Your instructions: Copy the material from its start through the line that contains "[0, 121, 480, 269]", replacing "forest floor" with "woodland floor" and leaving everything else unchanged. Leave the picture out of your answer.

Excerpts from a detection dataset:
::::

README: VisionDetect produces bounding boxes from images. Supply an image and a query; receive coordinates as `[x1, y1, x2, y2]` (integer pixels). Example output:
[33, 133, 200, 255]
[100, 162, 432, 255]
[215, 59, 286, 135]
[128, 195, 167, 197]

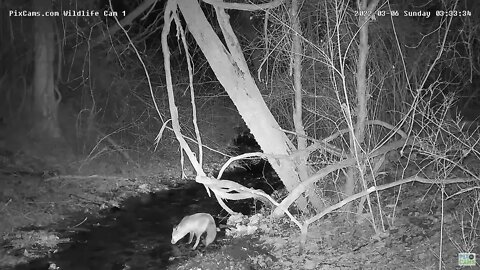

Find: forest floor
[0, 121, 480, 269]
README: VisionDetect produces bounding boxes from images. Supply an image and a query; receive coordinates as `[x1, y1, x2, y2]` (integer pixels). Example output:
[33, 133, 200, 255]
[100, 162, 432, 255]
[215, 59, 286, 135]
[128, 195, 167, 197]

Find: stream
[13, 162, 278, 270]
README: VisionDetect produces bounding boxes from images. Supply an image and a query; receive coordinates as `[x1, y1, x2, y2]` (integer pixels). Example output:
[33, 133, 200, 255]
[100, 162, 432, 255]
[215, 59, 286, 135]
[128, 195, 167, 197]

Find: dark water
[15, 160, 279, 270]
[15, 183, 222, 270]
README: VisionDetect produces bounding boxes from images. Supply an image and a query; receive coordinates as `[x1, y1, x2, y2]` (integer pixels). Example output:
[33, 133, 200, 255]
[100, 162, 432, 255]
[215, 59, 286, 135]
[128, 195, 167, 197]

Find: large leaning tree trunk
[171, 0, 319, 209]
[32, 0, 61, 138]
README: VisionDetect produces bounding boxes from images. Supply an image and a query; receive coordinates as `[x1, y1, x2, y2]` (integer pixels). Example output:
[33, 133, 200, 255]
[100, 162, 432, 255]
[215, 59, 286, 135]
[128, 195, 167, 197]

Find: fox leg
[192, 234, 201, 250]
[188, 232, 193, 244]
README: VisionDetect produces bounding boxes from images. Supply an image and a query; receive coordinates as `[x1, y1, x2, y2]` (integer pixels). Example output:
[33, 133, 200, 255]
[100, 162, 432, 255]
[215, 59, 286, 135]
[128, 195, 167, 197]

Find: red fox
[172, 213, 217, 250]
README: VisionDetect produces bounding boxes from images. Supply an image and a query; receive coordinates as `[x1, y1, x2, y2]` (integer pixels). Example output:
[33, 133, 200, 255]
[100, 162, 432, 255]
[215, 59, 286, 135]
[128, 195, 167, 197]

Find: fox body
[172, 213, 217, 249]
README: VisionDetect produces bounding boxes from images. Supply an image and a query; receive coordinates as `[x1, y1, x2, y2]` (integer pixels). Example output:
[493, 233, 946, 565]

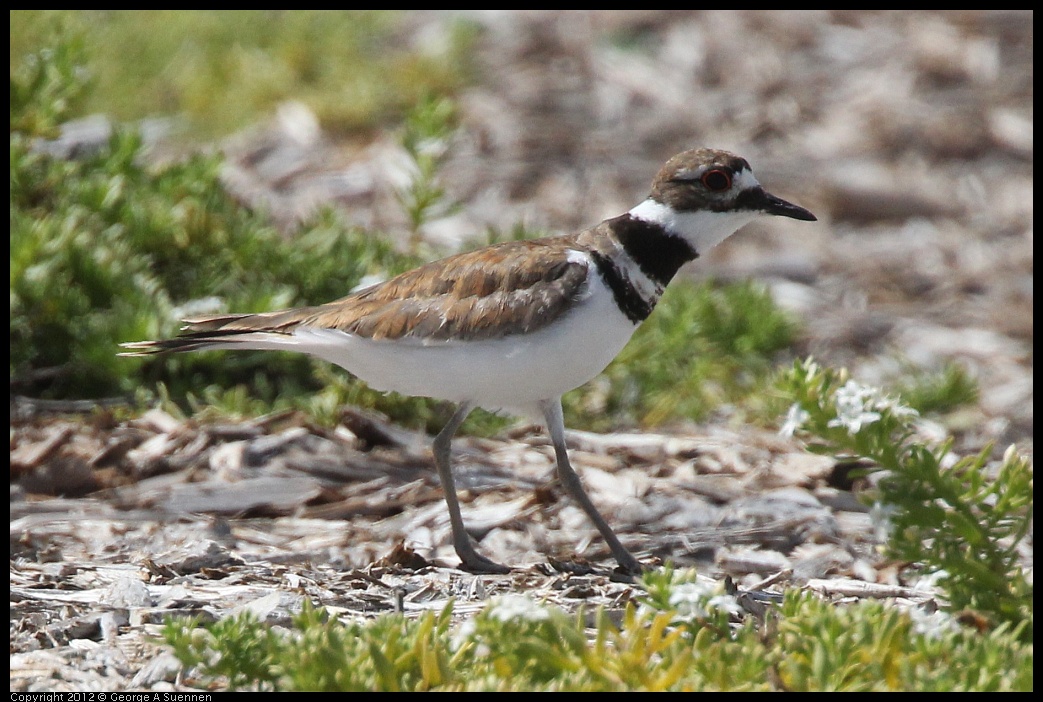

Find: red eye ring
[699, 168, 731, 193]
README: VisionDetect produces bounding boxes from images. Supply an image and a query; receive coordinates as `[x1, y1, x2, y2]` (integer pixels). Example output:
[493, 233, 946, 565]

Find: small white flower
[670, 581, 742, 619]
[826, 381, 880, 434]
[779, 403, 811, 436]
[908, 607, 960, 639]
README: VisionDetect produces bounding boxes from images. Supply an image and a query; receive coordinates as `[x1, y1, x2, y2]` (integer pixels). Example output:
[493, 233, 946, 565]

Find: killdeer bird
[123, 149, 816, 573]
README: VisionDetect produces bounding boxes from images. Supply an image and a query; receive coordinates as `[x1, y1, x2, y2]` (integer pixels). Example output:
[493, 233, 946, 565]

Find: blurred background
[10, 10, 1034, 451]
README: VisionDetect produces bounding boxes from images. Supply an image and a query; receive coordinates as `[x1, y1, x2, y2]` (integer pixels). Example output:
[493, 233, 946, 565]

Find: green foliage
[10, 43, 414, 402]
[164, 570, 1033, 692]
[898, 362, 978, 414]
[10, 30, 91, 137]
[398, 97, 459, 252]
[10, 10, 475, 136]
[780, 360, 1033, 636]
[565, 282, 796, 430]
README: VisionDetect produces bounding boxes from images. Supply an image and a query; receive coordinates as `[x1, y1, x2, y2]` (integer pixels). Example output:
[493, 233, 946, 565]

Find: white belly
[289, 275, 637, 414]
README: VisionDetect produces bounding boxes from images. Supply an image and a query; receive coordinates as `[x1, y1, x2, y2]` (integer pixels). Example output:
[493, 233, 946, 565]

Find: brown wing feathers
[119, 239, 587, 353]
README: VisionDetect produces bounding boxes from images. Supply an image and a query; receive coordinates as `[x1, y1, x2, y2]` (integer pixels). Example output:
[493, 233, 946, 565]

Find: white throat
[630, 198, 757, 255]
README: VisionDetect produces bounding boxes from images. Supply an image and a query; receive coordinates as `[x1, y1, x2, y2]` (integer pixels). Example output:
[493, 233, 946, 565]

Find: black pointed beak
[741, 188, 819, 222]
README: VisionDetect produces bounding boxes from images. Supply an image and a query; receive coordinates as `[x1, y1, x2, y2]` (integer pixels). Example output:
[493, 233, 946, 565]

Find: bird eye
[701, 168, 731, 193]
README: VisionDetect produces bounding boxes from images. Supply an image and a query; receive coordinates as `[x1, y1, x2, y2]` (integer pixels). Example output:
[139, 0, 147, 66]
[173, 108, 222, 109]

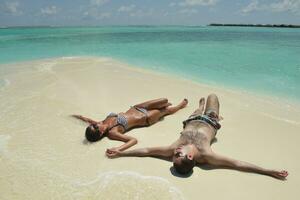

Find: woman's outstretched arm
[72, 115, 97, 124]
[205, 153, 288, 180]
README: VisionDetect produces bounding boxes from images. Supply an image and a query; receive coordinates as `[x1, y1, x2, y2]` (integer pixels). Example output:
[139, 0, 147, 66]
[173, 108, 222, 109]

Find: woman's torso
[103, 107, 147, 133]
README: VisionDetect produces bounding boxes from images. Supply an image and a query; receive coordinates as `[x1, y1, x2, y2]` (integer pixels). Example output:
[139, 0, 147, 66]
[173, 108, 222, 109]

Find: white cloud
[129, 8, 154, 17]
[179, 9, 198, 15]
[179, 0, 218, 6]
[270, 0, 300, 13]
[241, 0, 300, 13]
[83, 9, 111, 20]
[90, 0, 110, 6]
[41, 6, 58, 15]
[3, 1, 23, 15]
[169, 2, 177, 7]
[118, 4, 136, 12]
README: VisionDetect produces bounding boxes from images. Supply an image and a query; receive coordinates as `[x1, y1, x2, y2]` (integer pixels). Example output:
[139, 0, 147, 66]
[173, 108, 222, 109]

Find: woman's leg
[204, 94, 222, 121]
[134, 98, 171, 110]
[190, 97, 205, 117]
[148, 99, 188, 125]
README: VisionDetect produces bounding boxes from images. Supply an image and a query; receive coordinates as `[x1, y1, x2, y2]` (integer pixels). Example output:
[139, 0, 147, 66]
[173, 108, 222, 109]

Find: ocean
[0, 26, 300, 100]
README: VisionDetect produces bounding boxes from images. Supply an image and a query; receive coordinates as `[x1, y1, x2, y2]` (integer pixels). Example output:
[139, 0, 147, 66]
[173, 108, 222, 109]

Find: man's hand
[106, 148, 122, 158]
[270, 170, 289, 180]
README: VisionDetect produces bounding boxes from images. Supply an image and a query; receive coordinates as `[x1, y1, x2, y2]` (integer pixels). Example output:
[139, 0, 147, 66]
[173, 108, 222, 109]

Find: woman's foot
[179, 99, 189, 108]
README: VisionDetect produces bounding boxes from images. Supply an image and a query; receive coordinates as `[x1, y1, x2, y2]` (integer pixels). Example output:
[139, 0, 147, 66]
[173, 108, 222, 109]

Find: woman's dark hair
[173, 157, 195, 174]
[85, 125, 104, 142]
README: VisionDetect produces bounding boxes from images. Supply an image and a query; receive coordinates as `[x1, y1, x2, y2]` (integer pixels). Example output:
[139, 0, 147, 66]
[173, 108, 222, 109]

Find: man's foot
[199, 97, 205, 108]
[179, 99, 189, 108]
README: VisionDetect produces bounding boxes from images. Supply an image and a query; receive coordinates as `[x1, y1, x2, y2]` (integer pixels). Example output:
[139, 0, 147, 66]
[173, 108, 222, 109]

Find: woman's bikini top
[106, 106, 150, 131]
[106, 112, 128, 131]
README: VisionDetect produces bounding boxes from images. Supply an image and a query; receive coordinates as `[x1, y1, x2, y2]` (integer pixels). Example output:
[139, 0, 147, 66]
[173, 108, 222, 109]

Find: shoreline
[0, 56, 300, 107]
[0, 57, 300, 200]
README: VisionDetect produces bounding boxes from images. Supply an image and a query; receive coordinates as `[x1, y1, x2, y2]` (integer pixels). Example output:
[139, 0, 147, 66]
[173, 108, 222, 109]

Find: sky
[0, 0, 300, 27]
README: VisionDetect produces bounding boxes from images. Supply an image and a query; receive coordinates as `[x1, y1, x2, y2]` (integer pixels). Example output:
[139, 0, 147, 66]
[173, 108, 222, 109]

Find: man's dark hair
[85, 125, 102, 142]
[173, 156, 195, 174]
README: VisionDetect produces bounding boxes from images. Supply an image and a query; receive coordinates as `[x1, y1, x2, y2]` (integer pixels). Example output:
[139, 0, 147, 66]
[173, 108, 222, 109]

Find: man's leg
[134, 98, 171, 110]
[204, 94, 221, 121]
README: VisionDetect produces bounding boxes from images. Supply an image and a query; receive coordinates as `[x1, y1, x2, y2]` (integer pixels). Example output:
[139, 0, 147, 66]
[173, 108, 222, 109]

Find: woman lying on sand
[72, 98, 188, 151]
[106, 94, 288, 180]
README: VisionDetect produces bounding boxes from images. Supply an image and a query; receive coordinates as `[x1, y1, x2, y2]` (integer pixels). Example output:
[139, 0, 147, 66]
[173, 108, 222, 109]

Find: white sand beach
[0, 57, 300, 200]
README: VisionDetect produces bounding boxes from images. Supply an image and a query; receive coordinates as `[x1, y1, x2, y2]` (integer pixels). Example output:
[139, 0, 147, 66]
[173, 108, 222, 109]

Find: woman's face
[92, 122, 107, 136]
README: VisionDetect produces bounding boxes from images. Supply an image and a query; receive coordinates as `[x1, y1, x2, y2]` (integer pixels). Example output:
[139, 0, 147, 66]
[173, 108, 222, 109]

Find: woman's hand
[106, 148, 122, 158]
[270, 170, 289, 180]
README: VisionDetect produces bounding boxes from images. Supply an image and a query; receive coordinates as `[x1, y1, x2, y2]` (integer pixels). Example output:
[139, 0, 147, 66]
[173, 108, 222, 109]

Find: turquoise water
[0, 26, 300, 100]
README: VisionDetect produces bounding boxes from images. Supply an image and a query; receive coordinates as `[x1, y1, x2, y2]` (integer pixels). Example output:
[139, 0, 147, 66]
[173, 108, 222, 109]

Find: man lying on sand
[72, 98, 188, 151]
[106, 94, 288, 180]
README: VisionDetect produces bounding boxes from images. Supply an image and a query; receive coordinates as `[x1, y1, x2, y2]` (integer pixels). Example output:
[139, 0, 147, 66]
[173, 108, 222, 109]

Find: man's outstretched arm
[206, 153, 288, 180]
[71, 115, 97, 124]
[106, 146, 173, 158]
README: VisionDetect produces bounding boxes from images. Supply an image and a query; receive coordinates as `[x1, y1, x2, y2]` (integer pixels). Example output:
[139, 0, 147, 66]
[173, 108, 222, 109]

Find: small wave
[61, 56, 78, 60]
[75, 171, 184, 200]
[37, 61, 57, 73]
[0, 79, 10, 91]
[0, 135, 11, 155]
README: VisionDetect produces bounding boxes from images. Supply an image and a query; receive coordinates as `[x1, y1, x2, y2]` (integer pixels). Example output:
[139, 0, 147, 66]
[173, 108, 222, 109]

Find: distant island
[208, 24, 300, 28]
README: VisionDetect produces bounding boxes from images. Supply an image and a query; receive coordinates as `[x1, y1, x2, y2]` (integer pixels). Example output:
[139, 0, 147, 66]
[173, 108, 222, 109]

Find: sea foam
[75, 171, 184, 200]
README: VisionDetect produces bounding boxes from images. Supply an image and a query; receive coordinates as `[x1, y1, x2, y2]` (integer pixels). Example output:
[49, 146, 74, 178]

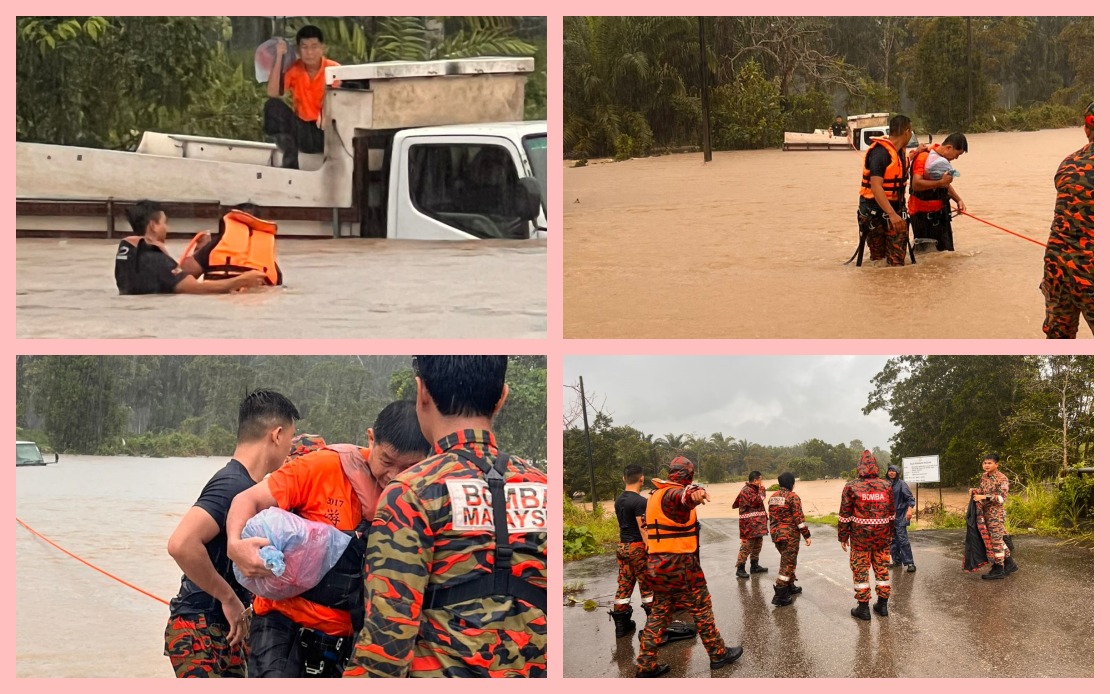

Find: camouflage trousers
[636, 583, 726, 672]
[775, 533, 801, 585]
[1040, 267, 1094, 340]
[164, 614, 246, 677]
[736, 535, 763, 566]
[856, 208, 909, 265]
[849, 546, 890, 603]
[983, 514, 1010, 564]
[613, 542, 652, 612]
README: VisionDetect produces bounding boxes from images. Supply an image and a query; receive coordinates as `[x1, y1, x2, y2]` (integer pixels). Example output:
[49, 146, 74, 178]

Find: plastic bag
[235, 506, 351, 600]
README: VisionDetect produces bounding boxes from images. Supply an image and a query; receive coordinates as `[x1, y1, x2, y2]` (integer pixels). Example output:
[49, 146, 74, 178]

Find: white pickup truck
[783, 113, 932, 152]
[16, 58, 547, 240]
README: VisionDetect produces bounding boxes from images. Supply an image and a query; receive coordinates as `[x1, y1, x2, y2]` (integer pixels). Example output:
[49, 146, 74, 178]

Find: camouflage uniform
[1040, 141, 1094, 339]
[636, 457, 743, 676]
[767, 489, 809, 586]
[164, 614, 246, 677]
[837, 451, 895, 603]
[613, 542, 654, 612]
[733, 482, 767, 566]
[970, 470, 1010, 564]
[344, 430, 547, 677]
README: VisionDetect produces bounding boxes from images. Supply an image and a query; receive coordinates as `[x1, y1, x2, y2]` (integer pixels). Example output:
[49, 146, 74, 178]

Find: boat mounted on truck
[783, 113, 932, 152]
[16, 58, 547, 240]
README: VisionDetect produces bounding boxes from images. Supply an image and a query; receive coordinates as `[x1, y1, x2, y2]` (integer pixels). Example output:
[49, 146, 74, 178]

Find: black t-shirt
[170, 459, 254, 624]
[115, 238, 188, 294]
[613, 492, 647, 542]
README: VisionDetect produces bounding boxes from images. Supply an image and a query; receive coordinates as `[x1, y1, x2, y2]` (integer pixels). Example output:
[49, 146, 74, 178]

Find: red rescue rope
[16, 516, 170, 605]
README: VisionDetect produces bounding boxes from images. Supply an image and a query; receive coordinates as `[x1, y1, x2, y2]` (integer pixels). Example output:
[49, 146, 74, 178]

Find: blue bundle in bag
[234, 507, 351, 600]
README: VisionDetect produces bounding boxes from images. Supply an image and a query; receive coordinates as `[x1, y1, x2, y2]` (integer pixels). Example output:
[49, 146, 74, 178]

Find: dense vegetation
[16, 355, 547, 463]
[563, 17, 1094, 159]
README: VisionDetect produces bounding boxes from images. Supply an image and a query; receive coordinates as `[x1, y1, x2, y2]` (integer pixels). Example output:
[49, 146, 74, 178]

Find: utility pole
[967, 17, 973, 129]
[697, 17, 713, 163]
[578, 376, 597, 511]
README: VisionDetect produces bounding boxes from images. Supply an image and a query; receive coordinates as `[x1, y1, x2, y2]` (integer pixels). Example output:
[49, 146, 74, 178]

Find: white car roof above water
[397, 121, 547, 137]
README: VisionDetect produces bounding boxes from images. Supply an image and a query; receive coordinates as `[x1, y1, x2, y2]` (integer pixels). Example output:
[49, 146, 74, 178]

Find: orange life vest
[859, 138, 906, 202]
[907, 144, 948, 214]
[204, 210, 279, 285]
[645, 480, 697, 554]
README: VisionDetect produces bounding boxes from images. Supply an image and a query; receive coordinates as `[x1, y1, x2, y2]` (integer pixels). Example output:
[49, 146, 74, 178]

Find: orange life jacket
[204, 210, 280, 285]
[645, 480, 697, 554]
[859, 138, 906, 202]
[907, 144, 948, 214]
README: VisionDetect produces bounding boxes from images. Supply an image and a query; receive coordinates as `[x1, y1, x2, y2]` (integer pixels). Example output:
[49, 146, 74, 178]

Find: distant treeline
[563, 17, 1094, 159]
[16, 355, 547, 462]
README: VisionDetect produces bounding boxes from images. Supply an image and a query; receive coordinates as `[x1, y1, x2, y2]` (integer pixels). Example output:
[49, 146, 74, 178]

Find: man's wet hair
[940, 132, 968, 152]
[413, 354, 508, 416]
[624, 465, 644, 484]
[890, 115, 912, 138]
[236, 390, 301, 443]
[128, 200, 165, 237]
[296, 24, 324, 46]
[374, 400, 432, 455]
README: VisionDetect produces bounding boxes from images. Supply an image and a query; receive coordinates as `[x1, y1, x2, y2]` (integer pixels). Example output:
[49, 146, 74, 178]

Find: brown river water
[16, 239, 547, 339]
[14, 455, 240, 677]
[563, 128, 1091, 339]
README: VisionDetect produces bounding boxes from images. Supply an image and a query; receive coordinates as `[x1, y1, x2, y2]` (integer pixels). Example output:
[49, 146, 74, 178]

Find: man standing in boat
[262, 24, 340, 169]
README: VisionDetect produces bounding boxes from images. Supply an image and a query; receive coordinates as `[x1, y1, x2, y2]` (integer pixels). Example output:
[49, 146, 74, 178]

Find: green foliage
[709, 60, 784, 150]
[17, 355, 547, 459]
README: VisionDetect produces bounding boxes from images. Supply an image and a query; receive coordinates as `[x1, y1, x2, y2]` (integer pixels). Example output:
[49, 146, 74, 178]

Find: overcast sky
[563, 355, 895, 450]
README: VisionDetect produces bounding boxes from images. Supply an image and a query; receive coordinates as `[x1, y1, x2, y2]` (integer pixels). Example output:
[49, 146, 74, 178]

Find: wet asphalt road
[563, 519, 1094, 677]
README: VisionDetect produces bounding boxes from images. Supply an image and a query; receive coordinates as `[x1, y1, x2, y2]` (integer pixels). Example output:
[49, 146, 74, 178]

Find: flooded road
[563, 128, 1091, 339]
[16, 239, 547, 339]
[563, 519, 1094, 677]
[14, 455, 240, 677]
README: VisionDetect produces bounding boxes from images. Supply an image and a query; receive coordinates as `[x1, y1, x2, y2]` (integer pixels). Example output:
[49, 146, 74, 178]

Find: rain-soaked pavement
[563, 519, 1094, 677]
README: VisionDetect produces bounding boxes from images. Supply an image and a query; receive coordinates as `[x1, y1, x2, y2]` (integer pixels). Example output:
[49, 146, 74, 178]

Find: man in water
[1040, 101, 1094, 339]
[115, 200, 265, 294]
[165, 391, 301, 677]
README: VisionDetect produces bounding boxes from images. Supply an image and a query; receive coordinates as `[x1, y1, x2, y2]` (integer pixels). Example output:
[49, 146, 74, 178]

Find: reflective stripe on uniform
[840, 515, 895, 525]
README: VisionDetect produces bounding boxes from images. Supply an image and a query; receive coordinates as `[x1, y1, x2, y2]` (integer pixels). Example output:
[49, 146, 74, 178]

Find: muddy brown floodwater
[16, 239, 547, 339]
[16, 455, 239, 677]
[563, 128, 1091, 339]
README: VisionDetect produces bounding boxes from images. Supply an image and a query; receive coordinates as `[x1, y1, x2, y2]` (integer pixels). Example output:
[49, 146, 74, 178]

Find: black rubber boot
[609, 610, 636, 638]
[875, 597, 890, 617]
[709, 646, 744, 670]
[770, 585, 794, 607]
[851, 603, 871, 622]
[636, 663, 670, 677]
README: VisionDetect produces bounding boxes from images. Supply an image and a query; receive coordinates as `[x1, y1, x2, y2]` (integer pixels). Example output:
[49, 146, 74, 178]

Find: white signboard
[902, 455, 940, 484]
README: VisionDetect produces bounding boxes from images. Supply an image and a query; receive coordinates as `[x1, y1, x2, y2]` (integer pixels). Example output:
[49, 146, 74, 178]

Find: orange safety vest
[645, 480, 697, 554]
[859, 138, 906, 202]
[198, 210, 279, 285]
[907, 144, 948, 214]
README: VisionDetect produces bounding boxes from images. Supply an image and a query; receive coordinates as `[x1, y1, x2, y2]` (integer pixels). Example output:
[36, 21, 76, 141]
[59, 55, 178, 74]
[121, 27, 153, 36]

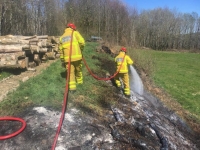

::::

Finished answer:
README: VisionDetect produces bounding boxes from images. Supply an image and a query; receive coordinates as `[x1, y1, x2, y2]` (integer pixels). Example output:
[33, 133, 200, 255]
[100, 162, 432, 255]
[215, 59, 286, 135]
[128, 195, 167, 197]


Find: woodland floor
[0, 121, 480, 269]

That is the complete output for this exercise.